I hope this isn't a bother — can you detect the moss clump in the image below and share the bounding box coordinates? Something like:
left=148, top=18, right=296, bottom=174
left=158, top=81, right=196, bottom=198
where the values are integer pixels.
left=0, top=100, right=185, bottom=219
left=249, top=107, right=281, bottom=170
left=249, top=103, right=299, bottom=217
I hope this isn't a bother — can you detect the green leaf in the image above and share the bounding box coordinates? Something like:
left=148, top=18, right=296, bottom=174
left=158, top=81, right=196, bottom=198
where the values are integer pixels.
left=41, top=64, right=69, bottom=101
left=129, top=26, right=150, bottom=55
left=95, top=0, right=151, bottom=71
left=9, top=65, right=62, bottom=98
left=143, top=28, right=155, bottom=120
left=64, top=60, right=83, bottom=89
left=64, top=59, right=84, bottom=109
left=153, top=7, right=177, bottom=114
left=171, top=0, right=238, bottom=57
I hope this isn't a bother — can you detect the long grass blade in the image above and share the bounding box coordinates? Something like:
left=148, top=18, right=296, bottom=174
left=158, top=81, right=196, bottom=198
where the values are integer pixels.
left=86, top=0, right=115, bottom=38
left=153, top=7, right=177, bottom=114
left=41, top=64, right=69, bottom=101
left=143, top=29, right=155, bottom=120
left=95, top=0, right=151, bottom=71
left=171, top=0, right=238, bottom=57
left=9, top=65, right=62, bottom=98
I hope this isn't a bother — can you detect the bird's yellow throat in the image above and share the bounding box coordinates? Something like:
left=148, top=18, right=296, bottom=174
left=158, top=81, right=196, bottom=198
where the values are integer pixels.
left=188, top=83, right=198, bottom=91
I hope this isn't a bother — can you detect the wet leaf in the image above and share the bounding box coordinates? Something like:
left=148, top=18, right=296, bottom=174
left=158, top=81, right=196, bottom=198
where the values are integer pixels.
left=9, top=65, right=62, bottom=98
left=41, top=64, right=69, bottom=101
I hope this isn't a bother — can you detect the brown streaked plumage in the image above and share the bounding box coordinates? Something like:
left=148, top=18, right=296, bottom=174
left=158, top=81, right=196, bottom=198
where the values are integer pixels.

DESCRIPTION OF THE TASK> A faithful copy of every record is required; output it in full.

ANSWER TO THE EXERCISE>
I hope this isn't a bother — can you detect the moss clump in the image below and share the bounding box coordinates? Something like:
left=148, top=18, right=296, bottom=174
left=158, top=81, right=196, bottom=198
where the values are integer pixels.
left=0, top=100, right=185, bottom=219
left=249, top=107, right=281, bottom=170
left=249, top=103, right=299, bottom=217
I hope this isn't a bother — can you detect the green leaf in the image above and share the bounding box coordinates? Something like:
left=148, top=18, right=296, bottom=174
left=158, top=81, right=196, bottom=198
where the values are integer pixels.
left=41, top=64, right=69, bottom=101
left=129, top=26, right=150, bottom=55
left=95, top=0, right=151, bottom=71
left=9, top=65, right=62, bottom=98
left=143, top=28, right=155, bottom=120
left=64, top=60, right=83, bottom=89
left=64, top=59, right=84, bottom=109
left=153, top=7, right=177, bottom=114
left=171, top=0, right=238, bottom=57
I hope this isn't a bother — can you detect the long grass blade in the image above and share the bounding box coordinates? Something like:
left=148, top=18, right=296, bottom=174
left=158, top=81, right=196, bottom=198
where the values are integer pixels.
left=86, top=0, right=115, bottom=38
left=153, top=7, right=177, bottom=114
left=41, top=64, right=69, bottom=101
left=143, top=29, right=155, bottom=120
left=95, top=0, right=151, bottom=71
left=171, top=0, right=238, bottom=57
left=9, top=65, right=62, bottom=98
I hope this isn't a bother — can you detect the bird's yellow throat in the image above and share the bounding box coordinates? Something like:
left=148, top=18, right=296, bottom=174
left=158, top=81, right=196, bottom=198
where the values are integer pixels.
left=188, top=83, right=198, bottom=91
I hope this isn't a bother — can you detect the wet leaf in the image above and share the bounding box coordinates? Something like:
left=148, top=18, right=296, bottom=174
left=158, top=81, right=196, bottom=198
where the values are integer pixels.
left=9, top=65, right=62, bottom=98
left=41, top=64, right=69, bottom=101
I hope this isn't a bother — can you detect the brown streaked plumage in the image above and share the bounding box coordinates? Something like:
left=148, top=18, right=296, bottom=174
left=158, top=81, right=196, bottom=198
where the values are integer pixels.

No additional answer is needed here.